>>>>
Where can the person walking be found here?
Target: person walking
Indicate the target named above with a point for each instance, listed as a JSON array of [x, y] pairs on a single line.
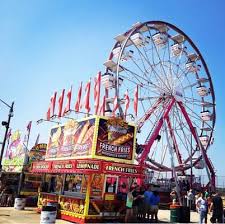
[[216, 208], [190, 199], [154, 202], [129, 206], [202, 208]]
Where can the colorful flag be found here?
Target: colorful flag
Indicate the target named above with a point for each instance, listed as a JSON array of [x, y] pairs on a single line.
[[127, 103], [53, 100], [136, 101], [29, 126], [9, 133], [115, 105], [87, 96], [37, 139], [48, 114], [77, 104], [60, 103], [97, 88], [67, 108], [102, 108]]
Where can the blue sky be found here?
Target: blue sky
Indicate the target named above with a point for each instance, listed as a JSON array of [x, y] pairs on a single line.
[[49, 45]]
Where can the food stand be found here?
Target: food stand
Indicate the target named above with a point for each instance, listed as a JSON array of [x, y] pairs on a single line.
[[89, 168]]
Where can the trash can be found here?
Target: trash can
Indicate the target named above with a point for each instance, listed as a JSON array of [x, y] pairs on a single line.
[[185, 214], [56, 205], [175, 213], [20, 203], [48, 215]]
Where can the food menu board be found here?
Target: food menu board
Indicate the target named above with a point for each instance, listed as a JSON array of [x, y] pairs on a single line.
[[14, 157], [73, 140], [97, 185], [115, 139], [37, 153]]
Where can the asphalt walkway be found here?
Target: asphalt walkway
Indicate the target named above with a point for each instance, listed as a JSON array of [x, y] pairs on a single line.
[[30, 216]]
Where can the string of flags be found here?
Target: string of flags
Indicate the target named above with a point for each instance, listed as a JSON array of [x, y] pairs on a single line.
[[83, 103]]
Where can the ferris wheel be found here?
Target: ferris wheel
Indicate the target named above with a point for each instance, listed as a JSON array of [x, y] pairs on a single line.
[[176, 101]]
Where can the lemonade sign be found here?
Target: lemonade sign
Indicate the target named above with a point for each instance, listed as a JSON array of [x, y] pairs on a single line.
[[14, 155]]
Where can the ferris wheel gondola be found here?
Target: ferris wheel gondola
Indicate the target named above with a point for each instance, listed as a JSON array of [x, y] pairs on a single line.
[[176, 95]]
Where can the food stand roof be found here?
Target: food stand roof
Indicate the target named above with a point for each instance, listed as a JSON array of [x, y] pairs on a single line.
[[87, 167]]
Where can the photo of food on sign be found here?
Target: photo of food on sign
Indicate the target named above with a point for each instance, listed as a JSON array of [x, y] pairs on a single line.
[[73, 139], [115, 139], [83, 138]]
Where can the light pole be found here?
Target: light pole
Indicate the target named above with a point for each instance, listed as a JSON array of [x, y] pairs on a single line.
[[6, 124]]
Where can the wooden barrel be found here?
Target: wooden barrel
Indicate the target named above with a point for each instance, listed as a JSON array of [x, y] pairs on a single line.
[[175, 213], [20, 203], [48, 215]]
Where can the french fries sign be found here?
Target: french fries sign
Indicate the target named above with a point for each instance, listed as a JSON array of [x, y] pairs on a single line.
[[74, 139], [115, 139], [93, 137]]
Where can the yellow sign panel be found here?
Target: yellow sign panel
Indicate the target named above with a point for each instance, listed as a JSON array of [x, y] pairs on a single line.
[[111, 139]]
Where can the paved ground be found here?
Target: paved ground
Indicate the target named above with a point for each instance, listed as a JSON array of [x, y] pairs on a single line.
[[29, 216]]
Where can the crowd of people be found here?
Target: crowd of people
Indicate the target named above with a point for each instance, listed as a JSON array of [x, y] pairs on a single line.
[[204, 203], [6, 195], [142, 204]]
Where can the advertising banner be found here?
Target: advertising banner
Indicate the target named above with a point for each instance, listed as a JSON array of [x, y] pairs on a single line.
[[74, 139], [115, 139], [14, 156], [37, 153], [97, 185]]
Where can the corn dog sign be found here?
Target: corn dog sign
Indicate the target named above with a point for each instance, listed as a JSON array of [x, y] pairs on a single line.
[[72, 140], [115, 139]]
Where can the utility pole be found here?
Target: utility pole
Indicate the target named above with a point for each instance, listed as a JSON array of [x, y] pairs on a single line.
[[6, 124]]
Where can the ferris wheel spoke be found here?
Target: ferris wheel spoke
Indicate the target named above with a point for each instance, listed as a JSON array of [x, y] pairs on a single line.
[[197, 117], [152, 67], [136, 76], [174, 141], [191, 85], [185, 138], [187, 141], [160, 62]]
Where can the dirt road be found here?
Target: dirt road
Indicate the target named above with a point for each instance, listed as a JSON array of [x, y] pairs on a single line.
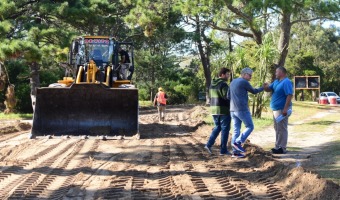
[[168, 162]]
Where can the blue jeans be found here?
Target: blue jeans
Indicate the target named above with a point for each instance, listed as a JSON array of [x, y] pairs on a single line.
[[222, 124], [239, 117]]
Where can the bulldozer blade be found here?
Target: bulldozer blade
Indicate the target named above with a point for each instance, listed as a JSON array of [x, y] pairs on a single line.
[[86, 109]]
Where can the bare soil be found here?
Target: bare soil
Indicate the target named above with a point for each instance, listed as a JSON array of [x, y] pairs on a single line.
[[168, 162]]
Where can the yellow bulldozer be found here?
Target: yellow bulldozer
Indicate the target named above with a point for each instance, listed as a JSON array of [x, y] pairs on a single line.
[[98, 100]]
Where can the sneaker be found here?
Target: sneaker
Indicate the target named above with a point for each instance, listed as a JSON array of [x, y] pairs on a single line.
[[208, 149], [225, 154], [278, 151], [238, 147], [238, 155]]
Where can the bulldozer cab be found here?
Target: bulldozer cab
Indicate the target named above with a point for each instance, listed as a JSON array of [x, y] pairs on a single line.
[[99, 100], [104, 51]]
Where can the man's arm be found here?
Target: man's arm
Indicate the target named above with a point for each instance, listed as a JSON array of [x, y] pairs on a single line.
[[266, 87], [252, 90], [288, 100]]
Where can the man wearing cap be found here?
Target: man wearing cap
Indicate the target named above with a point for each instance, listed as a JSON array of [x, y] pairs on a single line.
[[160, 101], [281, 104], [239, 110], [220, 106]]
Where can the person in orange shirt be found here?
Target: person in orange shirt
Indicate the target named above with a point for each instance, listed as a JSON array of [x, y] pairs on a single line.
[[160, 102]]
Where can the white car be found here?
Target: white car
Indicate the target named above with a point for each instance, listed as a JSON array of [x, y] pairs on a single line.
[[329, 95]]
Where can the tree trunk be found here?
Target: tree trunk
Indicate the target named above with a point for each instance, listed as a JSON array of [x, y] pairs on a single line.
[[34, 81], [204, 52], [283, 45]]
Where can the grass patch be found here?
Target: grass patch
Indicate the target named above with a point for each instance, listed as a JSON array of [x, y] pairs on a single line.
[[16, 116], [331, 169], [317, 124]]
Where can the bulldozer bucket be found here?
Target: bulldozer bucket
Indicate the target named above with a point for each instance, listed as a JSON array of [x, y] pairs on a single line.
[[86, 109]]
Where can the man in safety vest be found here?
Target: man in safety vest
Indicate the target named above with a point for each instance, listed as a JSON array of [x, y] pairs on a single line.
[[160, 101]]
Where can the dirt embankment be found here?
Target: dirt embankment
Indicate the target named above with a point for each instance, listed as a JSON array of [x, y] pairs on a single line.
[[168, 162]]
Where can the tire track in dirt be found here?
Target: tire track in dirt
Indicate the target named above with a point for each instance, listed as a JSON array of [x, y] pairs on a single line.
[[270, 191], [78, 163], [125, 180], [148, 178], [20, 165], [6, 137], [18, 185]]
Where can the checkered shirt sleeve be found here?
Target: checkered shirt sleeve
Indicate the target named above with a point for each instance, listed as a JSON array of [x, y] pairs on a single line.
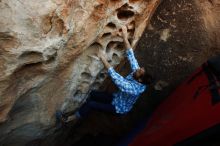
[[123, 84]]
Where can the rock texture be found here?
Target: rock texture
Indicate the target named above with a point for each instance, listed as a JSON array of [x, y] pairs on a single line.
[[47, 61]]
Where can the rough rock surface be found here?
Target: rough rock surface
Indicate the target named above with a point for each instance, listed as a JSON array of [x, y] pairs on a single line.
[[47, 58], [175, 43]]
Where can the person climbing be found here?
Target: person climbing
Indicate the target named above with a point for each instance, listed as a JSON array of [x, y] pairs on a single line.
[[129, 88]]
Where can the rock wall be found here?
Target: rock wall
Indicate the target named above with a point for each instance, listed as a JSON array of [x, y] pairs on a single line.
[[47, 62]]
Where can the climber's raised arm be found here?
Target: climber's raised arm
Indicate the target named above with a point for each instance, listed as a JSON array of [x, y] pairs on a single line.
[[104, 60], [129, 50]]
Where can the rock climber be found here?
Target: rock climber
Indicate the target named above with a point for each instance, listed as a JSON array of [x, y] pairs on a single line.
[[129, 88]]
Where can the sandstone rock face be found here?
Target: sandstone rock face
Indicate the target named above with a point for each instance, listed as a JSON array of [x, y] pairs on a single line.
[[47, 62]]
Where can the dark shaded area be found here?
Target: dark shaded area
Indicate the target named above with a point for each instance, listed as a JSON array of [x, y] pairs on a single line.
[[172, 47]]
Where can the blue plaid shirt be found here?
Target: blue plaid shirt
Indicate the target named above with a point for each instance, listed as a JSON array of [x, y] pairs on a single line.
[[129, 88]]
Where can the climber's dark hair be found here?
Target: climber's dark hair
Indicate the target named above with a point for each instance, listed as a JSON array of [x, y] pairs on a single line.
[[147, 78]]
<<<<
- WHAT TO WORK ON -
Render the stretch from the start of the records through the line containing "[[216, 208], [190, 199], [154, 202], [129, 206], [202, 208]]" as a numbered list, skipping any blank lines. Omit the pictures.

- EXERCISE SOLUTION -
1. Where can the person walking be found here?
2. Target: person walking
3. Indicate the target named above with a point for each instance, listed as a JSON array of [x, y] pairs on a single line.
4. [[216, 208], [190, 199], [154, 202], [129, 206], [202, 208]]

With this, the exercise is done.